= What is expected =
Reproduce the following rows word for word, omitting the pictures from your output.

Pointing dataset excerpts
= = = = = = =
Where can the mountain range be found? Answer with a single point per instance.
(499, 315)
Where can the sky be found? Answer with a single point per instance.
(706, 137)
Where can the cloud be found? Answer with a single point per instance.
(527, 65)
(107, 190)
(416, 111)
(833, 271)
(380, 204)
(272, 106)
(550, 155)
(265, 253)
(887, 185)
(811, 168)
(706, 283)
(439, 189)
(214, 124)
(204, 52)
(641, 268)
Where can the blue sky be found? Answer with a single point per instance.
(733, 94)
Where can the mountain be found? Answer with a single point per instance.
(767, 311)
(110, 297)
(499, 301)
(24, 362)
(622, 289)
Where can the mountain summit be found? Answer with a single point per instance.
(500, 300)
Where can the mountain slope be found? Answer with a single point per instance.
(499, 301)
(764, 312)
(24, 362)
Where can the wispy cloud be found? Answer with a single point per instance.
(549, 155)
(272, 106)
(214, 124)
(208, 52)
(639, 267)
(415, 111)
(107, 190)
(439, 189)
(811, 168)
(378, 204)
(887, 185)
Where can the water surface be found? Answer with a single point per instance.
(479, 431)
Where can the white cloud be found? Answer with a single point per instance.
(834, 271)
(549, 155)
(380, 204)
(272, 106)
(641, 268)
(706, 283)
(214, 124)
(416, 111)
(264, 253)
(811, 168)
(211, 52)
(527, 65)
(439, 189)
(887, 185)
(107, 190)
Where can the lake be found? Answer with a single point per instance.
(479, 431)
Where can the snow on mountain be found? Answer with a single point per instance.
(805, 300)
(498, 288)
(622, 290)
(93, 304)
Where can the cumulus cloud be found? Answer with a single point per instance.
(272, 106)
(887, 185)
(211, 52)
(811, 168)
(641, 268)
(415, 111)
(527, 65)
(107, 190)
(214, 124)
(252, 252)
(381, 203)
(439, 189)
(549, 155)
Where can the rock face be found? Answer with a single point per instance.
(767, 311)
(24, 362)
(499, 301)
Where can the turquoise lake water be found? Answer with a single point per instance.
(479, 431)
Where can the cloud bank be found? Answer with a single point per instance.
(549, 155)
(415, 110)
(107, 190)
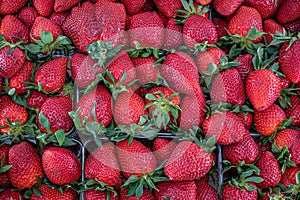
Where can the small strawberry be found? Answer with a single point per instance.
(61, 166)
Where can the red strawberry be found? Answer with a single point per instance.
(135, 158)
(56, 110)
(245, 150)
(102, 164)
(288, 11)
(227, 8)
(226, 126)
(147, 29)
(28, 15)
(289, 61)
(13, 29)
(14, 112)
(198, 29)
(188, 162)
(263, 88)
(238, 24)
(52, 75)
(26, 166)
(103, 111)
(61, 166)
(269, 120)
(176, 190)
(24, 75)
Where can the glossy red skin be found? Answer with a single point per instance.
(61, 166)
(176, 190)
(238, 24)
(269, 170)
(102, 164)
(14, 112)
(263, 88)
(26, 166)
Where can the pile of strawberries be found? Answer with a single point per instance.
(152, 88)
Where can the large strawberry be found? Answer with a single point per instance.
(52, 75)
(102, 164)
(26, 166)
(61, 166)
(263, 88)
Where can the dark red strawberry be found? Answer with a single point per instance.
(61, 166)
(56, 110)
(26, 166)
(135, 158)
(24, 75)
(176, 190)
(52, 75)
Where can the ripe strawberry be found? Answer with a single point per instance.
(28, 15)
(198, 29)
(135, 158)
(245, 150)
(9, 7)
(188, 162)
(56, 110)
(26, 166)
(176, 190)
(263, 88)
(102, 164)
(61, 166)
(168, 7)
(227, 8)
(52, 193)
(238, 24)
(147, 29)
(52, 75)
(289, 61)
(14, 112)
(288, 11)
(24, 75)
(13, 29)
(269, 170)
(226, 126)
(269, 120)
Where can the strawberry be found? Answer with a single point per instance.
(44, 7)
(52, 193)
(232, 129)
(147, 29)
(103, 110)
(176, 190)
(245, 150)
(188, 162)
(56, 110)
(198, 29)
(9, 7)
(26, 166)
(269, 170)
(238, 24)
(14, 112)
(289, 61)
(61, 166)
(168, 7)
(135, 158)
(13, 29)
(288, 11)
(163, 148)
(64, 5)
(128, 108)
(52, 75)
(262, 88)
(102, 164)
(24, 75)
(28, 15)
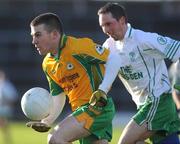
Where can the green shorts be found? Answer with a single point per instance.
(160, 115)
(98, 121)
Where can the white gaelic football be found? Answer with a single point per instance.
(36, 103)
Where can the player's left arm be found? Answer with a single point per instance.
(159, 46)
(99, 97)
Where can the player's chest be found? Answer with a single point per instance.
(133, 61)
(64, 70)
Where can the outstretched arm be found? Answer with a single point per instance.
(99, 97)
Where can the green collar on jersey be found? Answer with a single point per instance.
(129, 31)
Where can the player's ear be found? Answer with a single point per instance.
(55, 34)
(122, 20)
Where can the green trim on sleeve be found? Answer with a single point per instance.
(55, 89)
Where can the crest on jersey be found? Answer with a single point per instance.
(70, 66)
(132, 56)
(99, 49)
(161, 40)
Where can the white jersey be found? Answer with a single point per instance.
(174, 75)
(141, 63)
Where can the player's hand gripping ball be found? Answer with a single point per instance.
(98, 98)
(36, 103)
(38, 126)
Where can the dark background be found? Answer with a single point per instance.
(21, 61)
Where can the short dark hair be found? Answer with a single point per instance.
(115, 9)
(51, 21)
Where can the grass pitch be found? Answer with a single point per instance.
(20, 134)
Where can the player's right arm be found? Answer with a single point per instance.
(58, 105)
(59, 99)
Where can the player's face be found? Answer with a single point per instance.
(111, 26)
(41, 39)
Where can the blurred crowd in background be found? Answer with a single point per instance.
(20, 61)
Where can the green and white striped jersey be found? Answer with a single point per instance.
(139, 61)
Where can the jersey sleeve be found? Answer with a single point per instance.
(91, 51)
(164, 46)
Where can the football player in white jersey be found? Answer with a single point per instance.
(138, 60)
(174, 75)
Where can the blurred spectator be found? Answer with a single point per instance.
(174, 74)
(8, 97)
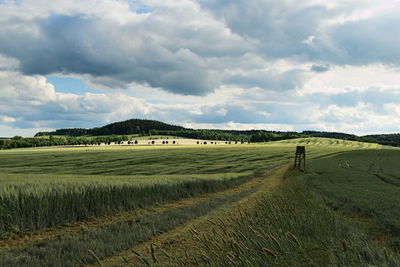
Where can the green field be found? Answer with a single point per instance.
(84, 204)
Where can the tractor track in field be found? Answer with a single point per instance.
(30, 238)
(177, 240)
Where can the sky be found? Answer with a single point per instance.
(245, 64)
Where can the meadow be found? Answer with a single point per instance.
(66, 206)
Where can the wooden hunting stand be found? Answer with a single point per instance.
(300, 160)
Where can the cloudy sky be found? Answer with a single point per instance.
(243, 64)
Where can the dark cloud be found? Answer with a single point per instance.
(80, 45)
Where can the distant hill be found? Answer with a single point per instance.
(133, 126)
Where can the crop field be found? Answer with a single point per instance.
(91, 205)
(363, 184)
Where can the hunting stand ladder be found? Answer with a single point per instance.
(300, 160)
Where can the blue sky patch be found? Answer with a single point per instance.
(70, 85)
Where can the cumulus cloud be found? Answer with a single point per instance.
(328, 65)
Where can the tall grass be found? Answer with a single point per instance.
(23, 208)
(290, 227)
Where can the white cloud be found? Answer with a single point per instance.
(282, 65)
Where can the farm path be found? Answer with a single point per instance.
(176, 241)
(30, 238)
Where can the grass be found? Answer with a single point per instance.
(362, 185)
(80, 183)
(290, 227)
(50, 187)
(106, 240)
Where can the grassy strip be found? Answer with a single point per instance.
(105, 241)
(289, 227)
(22, 212)
(363, 184)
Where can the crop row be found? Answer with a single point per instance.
(23, 210)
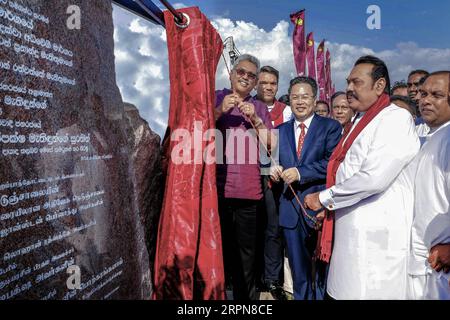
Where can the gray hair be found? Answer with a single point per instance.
(247, 57)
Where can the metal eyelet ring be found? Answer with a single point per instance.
(186, 24)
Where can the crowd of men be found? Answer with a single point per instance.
(358, 199)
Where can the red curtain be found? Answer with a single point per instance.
= = = = = = =
= Result of this exercise =
Where can the mountain range be found? Answer with a single point per instance.
(499, 315)
Where can the sky be found? Answer with a single point per instance.
(706, 137)
Where can the cloud be found? Answer with a single point per instance.
(527, 65)
(107, 190)
(416, 111)
(833, 271)
(380, 204)
(272, 106)
(550, 155)
(265, 253)
(887, 185)
(811, 168)
(706, 283)
(439, 189)
(214, 124)
(204, 52)
(641, 268)
Where can the blue sky be found? Answer with a single point per instance.
(733, 94)
Where can the mountain be found? Answer with a single point per instance.
(767, 311)
(110, 297)
(499, 301)
(24, 362)
(622, 289)
Where can the mountain summit be found? Answer with a single point per instance.
(500, 300)
Where can the mountain slope be found? Answer with a single point per instance.
(499, 301)
(764, 312)
(24, 362)
Where can the wispy cloud be found? Answer with a single point per instance.
(549, 155)
(272, 106)
(214, 124)
(208, 52)
(639, 267)
(415, 111)
(107, 190)
(439, 189)
(811, 168)
(378, 204)
(887, 185)
Where can the water surface be found? Answer with a single point per instance.
(479, 431)
Where can the white cloud be found? Answer with a single point per instance.
(834, 271)
(549, 155)
(380, 204)
(272, 106)
(641, 268)
(706, 283)
(214, 124)
(416, 111)
(264, 253)
(811, 168)
(211, 52)
(527, 65)
(439, 189)
(887, 185)
(107, 190)
Where can the lake be found? Answer with a single point per instance.
(479, 431)
Where can the snow on mountain be found? Answer with a single point per instance.
(805, 300)
(498, 288)
(622, 290)
(93, 304)
Where can the cumulus cloud be found? Answer with a single point per instance.
(272, 106)
(887, 185)
(211, 52)
(811, 168)
(641, 268)
(415, 111)
(527, 65)
(107, 190)
(214, 124)
(252, 252)
(381, 203)
(439, 189)
(549, 155)
Where can the rock face be found? Answer with a single point per instance.
(767, 311)
(24, 362)
(499, 301)
Where can the turquoise lake water be found? Answer with a single point per instance.
(479, 431)
Where can the cloud bank be found? Answer with a single point per instance.
(549, 155)
(415, 110)
(107, 190)
Where can the small strawberry be found? Answer with a single point per instance.
(61, 166)
Where can the red strawberry be found? Answer with a single point per instance.
(135, 158)
(56, 110)
(245, 150)
(102, 164)
(288, 11)
(227, 8)
(226, 126)
(147, 29)
(28, 15)
(289, 61)
(13, 29)
(14, 112)
(198, 29)
(188, 162)
(263, 88)
(238, 24)
(52, 75)
(26, 166)
(103, 111)
(61, 166)
(269, 120)
(176, 190)
(24, 75)
Where can the glossy red skin be found? Answer with a single point per instance.
(61, 166)
(176, 190)
(238, 24)
(269, 170)
(102, 164)
(14, 112)
(263, 88)
(26, 166)
Where can the pile of strawberries be found? Answer with a single point per instance.
(152, 88)
Where can the large strawberry be found? Answer with a single point per instance.
(52, 75)
(102, 164)
(26, 166)
(61, 166)
(263, 88)
Where can the dark red strawberry be found? Answer with a single point per instance.
(61, 166)
(56, 110)
(26, 166)
(135, 158)
(24, 75)
(176, 190)
(52, 75)
Where can the ripe strawberry be found? Answer with a single point per instance.
(28, 15)
(198, 29)
(135, 158)
(245, 150)
(9, 7)
(188, 162)
(56, 110)
(26, 166)
(176, 190)
(263, 88)
(102, 164)
(61, 166)
(168, 7)
(227, 8)
(52, 193)
(238, 24)
(147, 29)
(52, 75)
(289, 61)
(14, 112)
(288, 11)
(24, 75)
(13, 29)
(269, 170)
(226, 126)
(269, 120)
Where can the strawberry be found? Answer with a single point per instance.
(44, 7)
(52, 193)
(232, 129)
(147, 29)
(103, 110)
(176, 190)
(245, 150)
(188, 162)
(56, 110)
(198, 29)
(9, 7)
(26, 166)
(269, 170)
(238, 24)
(14, 112)
(289, 61)
(61, 166)
(168, 7)
(135, 158)
(13, 29)
(288, 11)
(163, 148)
(64, 5)
(128, 108)
(52, 75)
(262, 88)
(102, 164)
(24, 75)
(28, 15)
Where can the green shorts be found? Answer with a single point per instance.
(160, 115)
(98, 121)
Where can the white gaelic football be found? Answer with a single point per instance.
(36, 103)
Where can the player's left arm be found? Answer with a single point per instance.
(159, 46)
(99, 97)
Where can the player's chest be found? Answer with a single point per instance.
(133, 61)
(64, 70)
Where can the outstretched arm be found? Answer with a single point per instance.
(99, 97)
Where can the green collar on jersey be found? Answer with a single point per instance.
(129, 31)
Where can the player's ear be found? Answer with a single point per instance.
(55, 34)
(122, 20)
Where can the green trim on sleeve be found? Answer with a single point per instance.
(55, 89)
Where can the crest on jersey be found? Answer with a single point per instance.
(70, 66)
(132, 56)
(99, 49)
(161, 40)
Where can the white jersey be found? Answer with a single point per instance.
(174, 75)
(141, 63)
Where can the player's hand gripping ball be found? Answer with a single point per instance.
(98, 98)
(36, 103)
(38, 126)
Where can the dark background be found? Answer with a single point per instance.
(21, 61)
Where can the short dark hair be found? Answer with a single point per instance.
(115, 9)
(51, 21)
Where can the grass pitch be found? Answer with a single point per instance.
(20, 134)
Where can the player's right arm be found? Answer with a single point per instance.
(58, 105)
(59, 99)
Where can the player's face be found? Answer with a single point per instance.
(111, 26)
(41, 39)
Where can the blurred crowd in background be found? Answer with a single point per instance.
(20, 61)
Where can the green and white striped jersey be found? Answer with a single point per instance.
(139, 61)
Where can the jersey sleeve be found? Answer with a single point per instance.
(91, 51)
(164, 46)
Where can the football player in white jersey be found? Answer with a single point per instance.
(138, 60)
(174, 75)
Where can the blurred spectator be found? Answer with a single point per instance.
(174, 74)
(8, 97)
Where can the green field be found? Answer with a single point per instance.
(84, 204)
Where can the tractor track in field be found? Answer with a single point per instance.
(30, 238)
(177, 240)
Where can the sky be found? Answer with a single point per instance.
(245, 64)
Where can the meadow be found? Answer with a single point per instance.
(66, 206)
Where can the wooden hunting stand be found? Answer with a single point per instance.
(300, 160)
Where can the cloudy sky be found? Answer with a single point per instance.
(243, 64)
Where can the dark cloud be found? Answer with a single point per instance.
(80, 45)
Where can the distant hill be found? Answer with a single point per instance.
(133, 126)
Where can the crop field be found? Answer with a single point per instance.
(91, 205)
(363, 184)
Where can the hunting stand ladder be found? Answer with a single point per instance.
(300, 160)
Where can the blue sky patch be found? Answer with a single point per instance.
(70, 85)
Where can the cumulus cloud be found? Answer with a single point per instance.
(328, 65)
Where can the tall grass be found? Answer with a single point per instance.
(23, 208)
(290, 227)
Where can the white cloud be found? Answer with a single point per instance.
(282, 65)
Where can the farm path be found? Answer with a single point per instance.
(176, 241)
(30, 238)
Where can the grass be found? Answer with a single point per instance.
(362, 185)
(80, 183)
(290, 227)
(50, 187)
(106, 240)
Where can the grassy strip be found? Answer with a single point per instance.
(105, 241)
(289, 227)
(22, 212)
(363, 184)
Where can the crop row be found? Answer with a single point per instance.
(23, 210)
Where can the gray hair be found? Answer with a single point per instance.
(247, 57)
Where can the metal eyelet ring be found? Answer with a single point per instance.
(186, 24)
Where can the crowd of men be found? Answer with a single point per instance.
(358, 199)
Where can the red curtain be found? Answer with a single point per instance.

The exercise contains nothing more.